Raw records
□ □ □ □

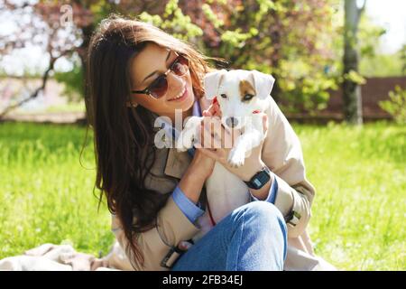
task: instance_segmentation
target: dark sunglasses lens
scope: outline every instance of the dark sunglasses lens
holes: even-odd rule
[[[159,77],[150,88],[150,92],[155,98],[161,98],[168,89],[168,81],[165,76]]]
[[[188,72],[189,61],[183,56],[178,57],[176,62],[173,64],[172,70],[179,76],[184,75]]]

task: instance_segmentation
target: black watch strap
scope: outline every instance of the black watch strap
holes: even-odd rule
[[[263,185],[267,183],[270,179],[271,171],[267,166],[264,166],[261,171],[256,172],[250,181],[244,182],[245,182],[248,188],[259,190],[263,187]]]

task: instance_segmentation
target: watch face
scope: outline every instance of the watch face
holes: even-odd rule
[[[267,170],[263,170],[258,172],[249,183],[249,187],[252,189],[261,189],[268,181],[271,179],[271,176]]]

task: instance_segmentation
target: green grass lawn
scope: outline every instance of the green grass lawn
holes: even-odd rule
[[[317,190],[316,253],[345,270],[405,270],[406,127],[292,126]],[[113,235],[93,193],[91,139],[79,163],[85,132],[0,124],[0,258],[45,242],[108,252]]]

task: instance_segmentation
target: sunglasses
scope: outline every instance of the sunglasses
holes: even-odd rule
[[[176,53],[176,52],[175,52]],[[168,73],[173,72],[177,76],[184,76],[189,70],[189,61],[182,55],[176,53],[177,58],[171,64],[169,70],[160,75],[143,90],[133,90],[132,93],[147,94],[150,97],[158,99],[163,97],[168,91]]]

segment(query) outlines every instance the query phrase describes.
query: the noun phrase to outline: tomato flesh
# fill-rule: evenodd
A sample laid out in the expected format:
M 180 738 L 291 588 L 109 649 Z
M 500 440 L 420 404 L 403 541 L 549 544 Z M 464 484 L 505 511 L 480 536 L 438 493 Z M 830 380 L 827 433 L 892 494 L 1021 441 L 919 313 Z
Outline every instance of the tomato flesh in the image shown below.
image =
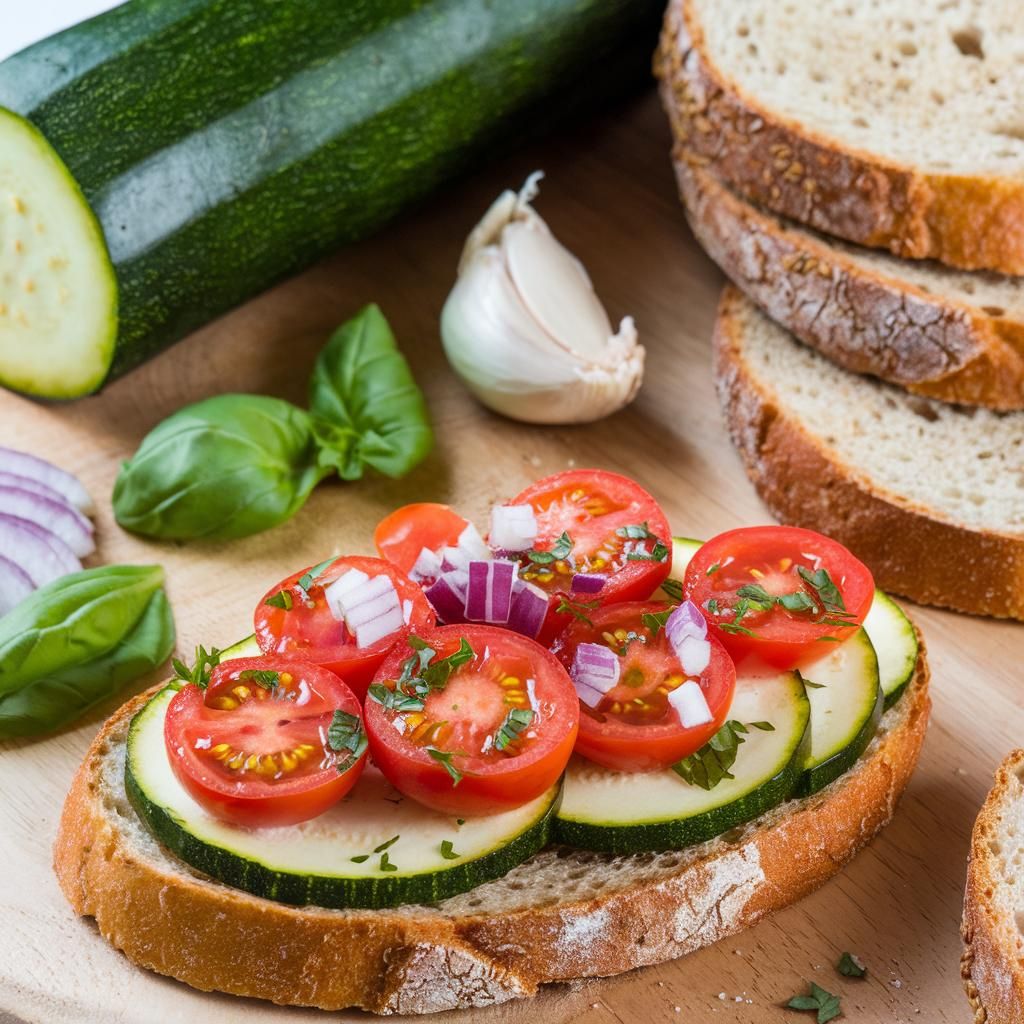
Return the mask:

□ □ □ □

WHAT YOU HAVE TO DO — Extract every line of the listing above that contains the string "flesh", treating uppercase and lowercase letters as distinct.

TASK OUTPUT —
query: the noun phrase to outline: tomato flesh
Outline every instance of the tomato flesh in the image shown below.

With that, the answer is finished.